- Consigne 1
D'après le texte sur l'article 377 du code pénal indien, quel motif la Cour suprême a-t-elle invoqué en 2013 pour casser le jugement de la Haute Cour de Delhi ? Répondre en une à trois phrases.
- Consigne 2
Recopier sans modification le passage du texte sur l'article 377 allant de « Cet article a » jusqu'à « cinq juges constitutionnels[2]. » inclus.

- Texte fourni

——————

L'article 377 du code pénal indien criminalise les actes sexuels « contre l'ordre naturel », visant notamment l'homosexualité.
Cet article a été introduit dans le droit indien en 1860, sous le Raj britannique[1] et est resté en vigueur jusqu'en 2018. En juillet 2009, la Haute Cour de Delhi a considéré l'article comme contraire à la Constitution de l'Inde, décriminalisant les relations sexuelles entre adultes, mais ce jugement a été cassé par la Cour suprême de l'Inde le 11 décembre 2013, la Cour déclarant que l'amendement ou l'abrogation de l'article 377 était la prérogative du Parlement et non de la justice.
Le 6 février 2016, la Fondation Naz et d'autres parties ont introduit un nouveau recours devant la Cour suprême. Un jugement de trois magistrats a décidé que les requêtes devaient être examinées par une formation de cinq juges constitutionnels[2].

——————

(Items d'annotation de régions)

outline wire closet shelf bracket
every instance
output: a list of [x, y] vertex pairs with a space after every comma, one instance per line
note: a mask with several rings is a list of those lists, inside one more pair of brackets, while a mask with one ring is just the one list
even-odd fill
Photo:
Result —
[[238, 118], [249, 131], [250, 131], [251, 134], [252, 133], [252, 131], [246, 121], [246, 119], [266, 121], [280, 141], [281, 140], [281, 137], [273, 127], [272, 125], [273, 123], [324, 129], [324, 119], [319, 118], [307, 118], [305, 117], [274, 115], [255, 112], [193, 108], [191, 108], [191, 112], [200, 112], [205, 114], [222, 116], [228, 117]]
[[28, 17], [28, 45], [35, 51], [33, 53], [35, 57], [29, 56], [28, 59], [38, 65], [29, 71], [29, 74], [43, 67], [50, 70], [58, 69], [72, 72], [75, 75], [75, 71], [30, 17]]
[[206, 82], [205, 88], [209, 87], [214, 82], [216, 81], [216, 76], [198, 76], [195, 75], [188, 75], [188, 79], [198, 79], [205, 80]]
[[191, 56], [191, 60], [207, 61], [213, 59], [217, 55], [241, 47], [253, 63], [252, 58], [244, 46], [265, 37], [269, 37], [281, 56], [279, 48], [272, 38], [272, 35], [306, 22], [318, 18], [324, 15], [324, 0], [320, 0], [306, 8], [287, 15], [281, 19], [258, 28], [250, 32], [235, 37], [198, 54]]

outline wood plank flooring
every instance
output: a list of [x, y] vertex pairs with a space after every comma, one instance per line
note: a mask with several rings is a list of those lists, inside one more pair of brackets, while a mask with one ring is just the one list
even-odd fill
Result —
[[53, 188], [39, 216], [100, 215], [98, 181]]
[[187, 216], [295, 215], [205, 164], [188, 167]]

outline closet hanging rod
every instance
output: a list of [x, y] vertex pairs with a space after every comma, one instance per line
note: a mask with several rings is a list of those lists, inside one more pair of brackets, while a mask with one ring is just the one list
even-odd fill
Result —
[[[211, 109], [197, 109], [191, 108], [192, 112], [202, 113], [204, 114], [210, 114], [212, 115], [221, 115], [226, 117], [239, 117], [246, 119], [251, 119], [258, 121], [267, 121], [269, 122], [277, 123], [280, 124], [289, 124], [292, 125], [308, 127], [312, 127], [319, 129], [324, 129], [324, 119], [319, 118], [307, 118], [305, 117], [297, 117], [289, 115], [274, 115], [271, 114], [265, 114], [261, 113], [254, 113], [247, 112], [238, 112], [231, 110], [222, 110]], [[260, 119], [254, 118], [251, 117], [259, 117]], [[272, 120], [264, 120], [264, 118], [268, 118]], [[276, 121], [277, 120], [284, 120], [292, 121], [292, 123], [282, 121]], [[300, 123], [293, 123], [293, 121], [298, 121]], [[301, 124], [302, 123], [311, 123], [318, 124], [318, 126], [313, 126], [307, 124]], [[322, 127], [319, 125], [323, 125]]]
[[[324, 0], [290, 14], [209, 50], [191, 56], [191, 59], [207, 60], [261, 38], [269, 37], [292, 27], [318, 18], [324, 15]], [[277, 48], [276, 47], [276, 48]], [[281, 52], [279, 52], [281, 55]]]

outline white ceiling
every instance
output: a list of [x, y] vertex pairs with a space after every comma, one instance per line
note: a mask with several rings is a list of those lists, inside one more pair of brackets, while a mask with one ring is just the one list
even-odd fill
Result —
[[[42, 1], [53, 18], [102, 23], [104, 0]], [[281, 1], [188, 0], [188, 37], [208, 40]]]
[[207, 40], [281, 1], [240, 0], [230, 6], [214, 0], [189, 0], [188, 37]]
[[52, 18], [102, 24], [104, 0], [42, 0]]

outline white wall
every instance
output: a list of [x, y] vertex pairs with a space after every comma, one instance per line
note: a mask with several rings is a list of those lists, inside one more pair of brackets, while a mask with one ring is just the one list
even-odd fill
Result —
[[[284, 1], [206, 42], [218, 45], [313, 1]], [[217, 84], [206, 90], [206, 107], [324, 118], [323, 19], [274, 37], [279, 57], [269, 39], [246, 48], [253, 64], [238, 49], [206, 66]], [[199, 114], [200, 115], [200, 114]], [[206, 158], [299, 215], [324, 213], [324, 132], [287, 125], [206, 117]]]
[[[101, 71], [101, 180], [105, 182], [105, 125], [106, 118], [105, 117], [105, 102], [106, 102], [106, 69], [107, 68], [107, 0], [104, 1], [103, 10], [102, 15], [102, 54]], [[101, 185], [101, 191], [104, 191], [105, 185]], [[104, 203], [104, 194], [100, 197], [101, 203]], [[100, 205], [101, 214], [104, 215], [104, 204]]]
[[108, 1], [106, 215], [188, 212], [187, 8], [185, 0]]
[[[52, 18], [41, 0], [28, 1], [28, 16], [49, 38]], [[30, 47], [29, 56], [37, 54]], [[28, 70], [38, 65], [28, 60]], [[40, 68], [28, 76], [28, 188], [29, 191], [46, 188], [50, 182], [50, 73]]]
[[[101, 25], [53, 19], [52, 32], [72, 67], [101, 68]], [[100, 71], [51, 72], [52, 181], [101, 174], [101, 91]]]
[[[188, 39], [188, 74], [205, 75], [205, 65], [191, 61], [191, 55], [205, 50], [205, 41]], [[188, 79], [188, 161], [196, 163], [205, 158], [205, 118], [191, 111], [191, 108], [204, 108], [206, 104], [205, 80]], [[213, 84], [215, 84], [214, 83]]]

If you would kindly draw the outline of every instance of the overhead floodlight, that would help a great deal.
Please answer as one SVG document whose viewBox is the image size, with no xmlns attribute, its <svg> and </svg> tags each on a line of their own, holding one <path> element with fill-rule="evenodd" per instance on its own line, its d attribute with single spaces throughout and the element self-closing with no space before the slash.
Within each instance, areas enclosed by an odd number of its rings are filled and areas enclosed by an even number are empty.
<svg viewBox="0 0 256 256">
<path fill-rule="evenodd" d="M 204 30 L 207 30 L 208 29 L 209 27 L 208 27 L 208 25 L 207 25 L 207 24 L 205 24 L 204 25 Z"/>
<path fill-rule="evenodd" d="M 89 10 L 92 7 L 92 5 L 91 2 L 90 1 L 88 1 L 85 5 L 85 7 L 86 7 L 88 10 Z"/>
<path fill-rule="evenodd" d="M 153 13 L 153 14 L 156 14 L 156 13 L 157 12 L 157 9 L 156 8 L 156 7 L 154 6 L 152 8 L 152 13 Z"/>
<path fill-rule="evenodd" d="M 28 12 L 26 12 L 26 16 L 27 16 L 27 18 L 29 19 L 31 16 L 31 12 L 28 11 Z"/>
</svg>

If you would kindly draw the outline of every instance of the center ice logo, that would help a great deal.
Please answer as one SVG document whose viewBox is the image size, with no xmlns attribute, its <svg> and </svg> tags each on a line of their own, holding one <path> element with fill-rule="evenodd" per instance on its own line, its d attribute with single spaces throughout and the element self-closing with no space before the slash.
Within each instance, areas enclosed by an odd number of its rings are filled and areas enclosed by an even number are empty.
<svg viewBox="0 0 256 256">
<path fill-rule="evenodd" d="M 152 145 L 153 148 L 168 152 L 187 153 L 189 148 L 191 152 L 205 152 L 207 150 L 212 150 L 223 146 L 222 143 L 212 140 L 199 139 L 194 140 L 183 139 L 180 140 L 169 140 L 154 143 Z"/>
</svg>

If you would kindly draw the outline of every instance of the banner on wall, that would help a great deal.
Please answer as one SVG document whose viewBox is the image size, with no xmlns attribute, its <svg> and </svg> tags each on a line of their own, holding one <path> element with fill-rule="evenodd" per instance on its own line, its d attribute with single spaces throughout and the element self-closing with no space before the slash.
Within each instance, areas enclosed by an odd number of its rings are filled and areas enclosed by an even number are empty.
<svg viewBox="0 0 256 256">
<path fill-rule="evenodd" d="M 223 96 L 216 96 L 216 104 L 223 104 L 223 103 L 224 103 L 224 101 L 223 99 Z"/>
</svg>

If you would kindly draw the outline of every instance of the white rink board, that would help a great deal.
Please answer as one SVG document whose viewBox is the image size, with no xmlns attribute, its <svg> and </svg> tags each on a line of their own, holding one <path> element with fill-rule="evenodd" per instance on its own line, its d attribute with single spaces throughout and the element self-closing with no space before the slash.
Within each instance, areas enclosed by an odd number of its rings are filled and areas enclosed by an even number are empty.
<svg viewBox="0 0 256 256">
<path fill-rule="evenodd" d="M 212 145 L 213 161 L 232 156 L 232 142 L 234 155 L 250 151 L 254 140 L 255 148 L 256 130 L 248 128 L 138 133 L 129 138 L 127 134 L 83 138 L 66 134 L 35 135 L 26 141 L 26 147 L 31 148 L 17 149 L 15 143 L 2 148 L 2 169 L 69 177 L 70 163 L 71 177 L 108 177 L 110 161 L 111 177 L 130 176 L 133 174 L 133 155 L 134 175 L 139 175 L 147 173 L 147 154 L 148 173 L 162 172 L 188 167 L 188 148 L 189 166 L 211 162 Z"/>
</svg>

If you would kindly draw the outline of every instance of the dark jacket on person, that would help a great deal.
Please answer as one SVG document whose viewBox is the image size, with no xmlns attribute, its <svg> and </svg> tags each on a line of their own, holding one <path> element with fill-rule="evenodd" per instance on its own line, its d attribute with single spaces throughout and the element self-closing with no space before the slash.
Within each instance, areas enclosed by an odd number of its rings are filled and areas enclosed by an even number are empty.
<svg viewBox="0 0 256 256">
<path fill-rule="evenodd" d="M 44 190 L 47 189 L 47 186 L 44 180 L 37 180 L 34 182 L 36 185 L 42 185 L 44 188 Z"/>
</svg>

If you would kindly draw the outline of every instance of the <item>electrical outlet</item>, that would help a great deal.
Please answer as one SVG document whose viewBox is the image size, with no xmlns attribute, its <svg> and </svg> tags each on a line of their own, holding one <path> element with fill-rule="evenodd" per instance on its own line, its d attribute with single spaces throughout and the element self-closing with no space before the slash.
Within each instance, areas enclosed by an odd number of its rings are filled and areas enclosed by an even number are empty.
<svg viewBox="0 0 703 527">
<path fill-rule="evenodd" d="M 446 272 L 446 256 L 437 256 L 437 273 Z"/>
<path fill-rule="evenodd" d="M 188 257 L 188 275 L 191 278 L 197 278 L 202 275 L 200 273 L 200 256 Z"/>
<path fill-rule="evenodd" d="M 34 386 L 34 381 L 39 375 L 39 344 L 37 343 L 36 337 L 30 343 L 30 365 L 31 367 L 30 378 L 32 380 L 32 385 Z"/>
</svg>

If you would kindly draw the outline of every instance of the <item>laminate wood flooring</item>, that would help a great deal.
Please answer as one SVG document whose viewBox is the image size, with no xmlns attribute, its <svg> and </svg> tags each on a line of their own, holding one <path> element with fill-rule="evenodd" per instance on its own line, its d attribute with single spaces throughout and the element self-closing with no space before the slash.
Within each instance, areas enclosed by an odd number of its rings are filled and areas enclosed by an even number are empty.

——————

- Réponse attendue 1
La Cour suprême a déclaré que l'amendement ou l'abrogation de l'article 377 relevait de la prérogative du Parlement, et non de celle de la justice.

- Réponse attendue 2
Cet article a été introduit dans le droit indien en 1860, sous le Raj britannique[1] et est resté en vigueur jusqu'en 2018. En juillet 2009, la Haute Cour de Delhi a considéré l'article comme contraire à la Constitution de l'Inde, décriminalisant les relations sexuelles entre adultes, mais ce jugement a été cassé par la Cour suprême de l'Inde le 11 décembre 2013, la Cour déclarant que l'amendement ou l'abrogation de l'article 377 était la prérogative du Parlement et non de la justice.
Le 6 février 2016, la Fondation Naz et d'autres parties ont introduit un nouveau recours devant la Cour suprême. Un jugement de trois magistrats a décidé que les requêtes devaient être examinées par une formation de cinq juges constitutionnels[2].